Object point labels:
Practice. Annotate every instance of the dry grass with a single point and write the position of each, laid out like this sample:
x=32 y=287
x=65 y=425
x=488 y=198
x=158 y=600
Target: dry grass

WORK TO COMPLETE:
Can you rewrite the listing with every "dry grass" changed to "fallen leaves" and nothing else altered?

SOLUTION BELOW:
Practice. Annotate every instance of the fallen leaves with a single point and write the position of each, laid out like this sample:
x=32 y=287
x=65 y=425
x=488 y=198
x=158 y=600
Target: fallen leaves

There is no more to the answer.